+++ EXTRACTED MATERIAL +++

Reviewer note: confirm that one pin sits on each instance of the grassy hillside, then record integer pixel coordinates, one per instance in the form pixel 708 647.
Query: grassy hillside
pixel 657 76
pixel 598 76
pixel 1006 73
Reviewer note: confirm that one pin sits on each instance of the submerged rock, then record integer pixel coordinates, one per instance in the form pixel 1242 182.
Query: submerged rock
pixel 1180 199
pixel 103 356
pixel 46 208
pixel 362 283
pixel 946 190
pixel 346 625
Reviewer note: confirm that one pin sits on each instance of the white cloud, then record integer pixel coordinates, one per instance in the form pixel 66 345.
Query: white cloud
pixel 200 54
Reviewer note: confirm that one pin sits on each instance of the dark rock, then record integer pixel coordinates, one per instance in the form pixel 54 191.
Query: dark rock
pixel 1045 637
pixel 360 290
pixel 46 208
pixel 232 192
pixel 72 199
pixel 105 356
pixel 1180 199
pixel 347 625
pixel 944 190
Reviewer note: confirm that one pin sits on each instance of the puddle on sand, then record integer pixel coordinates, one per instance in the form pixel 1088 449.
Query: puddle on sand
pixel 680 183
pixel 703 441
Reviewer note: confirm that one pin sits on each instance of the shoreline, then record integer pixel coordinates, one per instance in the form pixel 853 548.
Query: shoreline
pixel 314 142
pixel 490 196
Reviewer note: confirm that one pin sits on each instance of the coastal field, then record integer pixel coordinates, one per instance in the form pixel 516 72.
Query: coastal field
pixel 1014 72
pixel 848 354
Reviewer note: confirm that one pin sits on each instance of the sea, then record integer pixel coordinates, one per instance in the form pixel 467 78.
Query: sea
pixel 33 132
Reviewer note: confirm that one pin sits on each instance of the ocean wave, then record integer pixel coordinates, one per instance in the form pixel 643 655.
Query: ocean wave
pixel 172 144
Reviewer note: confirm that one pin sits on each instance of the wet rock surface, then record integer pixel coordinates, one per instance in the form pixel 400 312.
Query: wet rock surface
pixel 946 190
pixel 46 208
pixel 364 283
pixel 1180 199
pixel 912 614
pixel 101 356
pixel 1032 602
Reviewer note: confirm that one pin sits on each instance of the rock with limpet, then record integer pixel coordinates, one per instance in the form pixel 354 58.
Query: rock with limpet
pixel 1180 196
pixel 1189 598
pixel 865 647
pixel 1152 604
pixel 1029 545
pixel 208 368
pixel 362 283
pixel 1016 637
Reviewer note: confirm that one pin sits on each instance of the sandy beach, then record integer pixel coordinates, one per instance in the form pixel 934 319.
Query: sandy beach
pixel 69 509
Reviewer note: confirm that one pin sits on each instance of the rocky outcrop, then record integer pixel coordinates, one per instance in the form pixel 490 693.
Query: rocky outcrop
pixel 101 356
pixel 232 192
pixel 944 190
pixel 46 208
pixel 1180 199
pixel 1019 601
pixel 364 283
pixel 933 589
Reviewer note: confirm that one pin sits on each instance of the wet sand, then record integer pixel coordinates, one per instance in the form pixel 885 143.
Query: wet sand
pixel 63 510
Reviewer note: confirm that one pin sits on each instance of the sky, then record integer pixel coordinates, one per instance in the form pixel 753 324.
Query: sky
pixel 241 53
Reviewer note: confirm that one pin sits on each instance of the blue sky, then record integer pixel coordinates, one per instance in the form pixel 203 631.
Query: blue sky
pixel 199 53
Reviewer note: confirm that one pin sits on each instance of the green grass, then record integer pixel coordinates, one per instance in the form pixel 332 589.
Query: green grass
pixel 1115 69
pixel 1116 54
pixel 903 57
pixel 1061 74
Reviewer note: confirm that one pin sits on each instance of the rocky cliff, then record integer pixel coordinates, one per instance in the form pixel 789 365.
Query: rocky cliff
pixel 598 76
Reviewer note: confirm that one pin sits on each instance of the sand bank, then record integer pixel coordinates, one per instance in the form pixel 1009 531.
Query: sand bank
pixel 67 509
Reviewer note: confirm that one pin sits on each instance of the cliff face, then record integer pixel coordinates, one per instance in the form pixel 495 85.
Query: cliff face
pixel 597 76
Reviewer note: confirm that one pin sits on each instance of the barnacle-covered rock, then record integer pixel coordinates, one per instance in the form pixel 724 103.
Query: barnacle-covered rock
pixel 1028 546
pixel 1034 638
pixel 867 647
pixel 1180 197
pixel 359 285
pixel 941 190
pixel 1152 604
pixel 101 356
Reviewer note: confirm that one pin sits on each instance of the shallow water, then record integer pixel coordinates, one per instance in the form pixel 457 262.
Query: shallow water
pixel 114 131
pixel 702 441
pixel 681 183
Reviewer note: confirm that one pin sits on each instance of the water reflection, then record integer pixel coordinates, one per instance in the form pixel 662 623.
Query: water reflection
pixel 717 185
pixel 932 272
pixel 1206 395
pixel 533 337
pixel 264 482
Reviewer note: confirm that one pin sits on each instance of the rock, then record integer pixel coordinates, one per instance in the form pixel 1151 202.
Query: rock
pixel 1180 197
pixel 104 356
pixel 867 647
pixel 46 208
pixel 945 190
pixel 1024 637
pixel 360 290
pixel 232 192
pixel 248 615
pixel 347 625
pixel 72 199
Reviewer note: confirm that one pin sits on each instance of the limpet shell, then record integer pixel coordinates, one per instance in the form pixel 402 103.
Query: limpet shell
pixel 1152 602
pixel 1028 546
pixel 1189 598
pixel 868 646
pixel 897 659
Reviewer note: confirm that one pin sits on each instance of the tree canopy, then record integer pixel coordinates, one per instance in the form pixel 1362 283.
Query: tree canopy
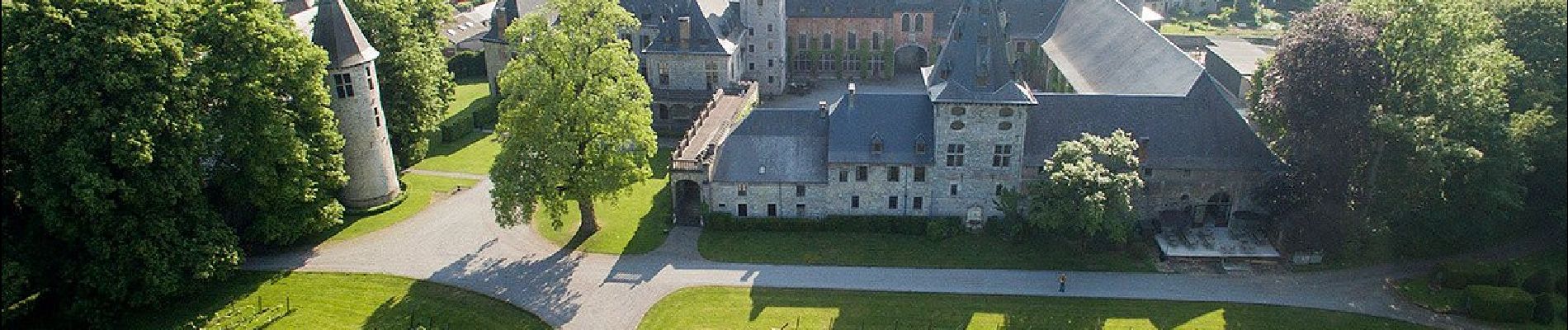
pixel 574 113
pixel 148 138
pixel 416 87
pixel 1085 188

+++
+++ EXTRACTED MATERIAL +++

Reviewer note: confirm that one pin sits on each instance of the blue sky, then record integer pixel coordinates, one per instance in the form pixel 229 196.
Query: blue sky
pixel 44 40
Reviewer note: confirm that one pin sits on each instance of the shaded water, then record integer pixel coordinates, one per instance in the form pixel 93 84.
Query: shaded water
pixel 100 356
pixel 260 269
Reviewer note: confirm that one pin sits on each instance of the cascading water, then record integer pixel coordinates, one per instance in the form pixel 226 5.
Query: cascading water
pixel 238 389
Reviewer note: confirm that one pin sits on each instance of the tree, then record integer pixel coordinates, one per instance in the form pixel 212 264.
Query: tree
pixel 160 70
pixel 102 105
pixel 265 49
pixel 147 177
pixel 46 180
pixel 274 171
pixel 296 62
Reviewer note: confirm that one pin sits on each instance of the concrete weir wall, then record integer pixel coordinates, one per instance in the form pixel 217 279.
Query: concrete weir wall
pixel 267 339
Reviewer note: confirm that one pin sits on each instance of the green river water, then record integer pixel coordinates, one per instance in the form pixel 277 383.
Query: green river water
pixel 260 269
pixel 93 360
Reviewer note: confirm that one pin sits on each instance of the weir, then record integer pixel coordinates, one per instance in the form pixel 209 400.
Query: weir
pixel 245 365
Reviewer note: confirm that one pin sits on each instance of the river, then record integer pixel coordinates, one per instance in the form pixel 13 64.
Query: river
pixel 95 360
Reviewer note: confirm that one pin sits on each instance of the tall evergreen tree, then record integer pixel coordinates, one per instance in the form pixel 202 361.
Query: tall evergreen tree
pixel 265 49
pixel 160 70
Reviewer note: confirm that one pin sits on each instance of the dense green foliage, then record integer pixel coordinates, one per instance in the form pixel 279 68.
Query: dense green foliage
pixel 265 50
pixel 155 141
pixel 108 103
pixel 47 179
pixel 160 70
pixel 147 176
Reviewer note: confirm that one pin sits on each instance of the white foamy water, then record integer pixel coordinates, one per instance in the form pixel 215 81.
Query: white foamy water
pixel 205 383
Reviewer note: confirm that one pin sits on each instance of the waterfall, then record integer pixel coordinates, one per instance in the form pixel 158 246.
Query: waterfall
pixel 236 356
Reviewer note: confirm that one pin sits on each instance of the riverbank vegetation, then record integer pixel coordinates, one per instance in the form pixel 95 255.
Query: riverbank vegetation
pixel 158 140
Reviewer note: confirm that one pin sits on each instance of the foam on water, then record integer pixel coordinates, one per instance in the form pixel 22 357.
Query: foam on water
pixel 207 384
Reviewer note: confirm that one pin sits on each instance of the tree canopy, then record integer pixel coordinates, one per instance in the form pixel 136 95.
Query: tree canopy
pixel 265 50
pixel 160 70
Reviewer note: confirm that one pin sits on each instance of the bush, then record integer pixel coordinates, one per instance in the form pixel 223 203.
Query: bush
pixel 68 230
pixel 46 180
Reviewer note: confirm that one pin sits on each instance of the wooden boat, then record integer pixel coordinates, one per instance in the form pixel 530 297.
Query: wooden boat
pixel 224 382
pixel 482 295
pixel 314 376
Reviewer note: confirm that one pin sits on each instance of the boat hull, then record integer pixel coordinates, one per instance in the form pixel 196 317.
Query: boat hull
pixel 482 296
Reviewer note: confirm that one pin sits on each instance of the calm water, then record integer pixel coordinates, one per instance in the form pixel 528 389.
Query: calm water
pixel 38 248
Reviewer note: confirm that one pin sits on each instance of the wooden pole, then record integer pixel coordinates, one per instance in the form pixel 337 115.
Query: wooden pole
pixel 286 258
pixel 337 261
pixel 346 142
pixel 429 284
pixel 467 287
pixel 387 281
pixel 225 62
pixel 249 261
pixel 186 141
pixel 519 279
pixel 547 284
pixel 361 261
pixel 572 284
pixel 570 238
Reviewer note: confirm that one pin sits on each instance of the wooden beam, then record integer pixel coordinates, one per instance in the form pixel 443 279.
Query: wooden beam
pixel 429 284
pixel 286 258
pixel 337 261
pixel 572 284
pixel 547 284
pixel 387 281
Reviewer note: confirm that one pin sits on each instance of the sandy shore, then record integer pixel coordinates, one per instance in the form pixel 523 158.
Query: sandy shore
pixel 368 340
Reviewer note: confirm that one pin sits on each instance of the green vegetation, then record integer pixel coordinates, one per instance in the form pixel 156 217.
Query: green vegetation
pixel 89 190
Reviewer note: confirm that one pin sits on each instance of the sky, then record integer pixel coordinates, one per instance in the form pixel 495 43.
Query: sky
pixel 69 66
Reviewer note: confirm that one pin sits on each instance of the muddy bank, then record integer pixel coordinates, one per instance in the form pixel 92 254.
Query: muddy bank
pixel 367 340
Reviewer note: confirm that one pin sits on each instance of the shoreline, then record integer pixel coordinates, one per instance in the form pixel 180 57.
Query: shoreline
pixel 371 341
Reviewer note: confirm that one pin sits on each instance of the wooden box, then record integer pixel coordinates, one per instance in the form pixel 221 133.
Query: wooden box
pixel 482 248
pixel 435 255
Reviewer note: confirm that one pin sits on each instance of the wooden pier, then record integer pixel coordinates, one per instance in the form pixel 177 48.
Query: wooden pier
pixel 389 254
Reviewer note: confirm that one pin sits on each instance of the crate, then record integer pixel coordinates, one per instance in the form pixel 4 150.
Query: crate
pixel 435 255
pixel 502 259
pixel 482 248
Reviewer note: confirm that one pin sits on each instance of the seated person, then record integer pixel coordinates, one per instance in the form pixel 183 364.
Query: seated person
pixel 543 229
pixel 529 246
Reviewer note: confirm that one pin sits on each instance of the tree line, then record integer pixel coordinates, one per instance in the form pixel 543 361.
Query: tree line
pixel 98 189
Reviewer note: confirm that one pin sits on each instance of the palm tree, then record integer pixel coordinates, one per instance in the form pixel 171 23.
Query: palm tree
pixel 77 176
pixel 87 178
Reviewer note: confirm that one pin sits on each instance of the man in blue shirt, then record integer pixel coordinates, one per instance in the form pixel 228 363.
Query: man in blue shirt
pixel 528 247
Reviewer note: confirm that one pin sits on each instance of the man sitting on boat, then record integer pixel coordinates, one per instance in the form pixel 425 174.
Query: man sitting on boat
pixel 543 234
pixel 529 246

+++

### REQUIREMENT:
Report each line in the material that contains the word "evergreen", copying the whole line. Matches must have the same uppercase and lowercase letters.

### COMPLETED EXERCISE:
Reviewer note: confirm that one pin sits on each instance of the tall evergreen tree, then record integer pixel coordinates, one per instance in the form pixel 202 361.
Query: tall evergreen tree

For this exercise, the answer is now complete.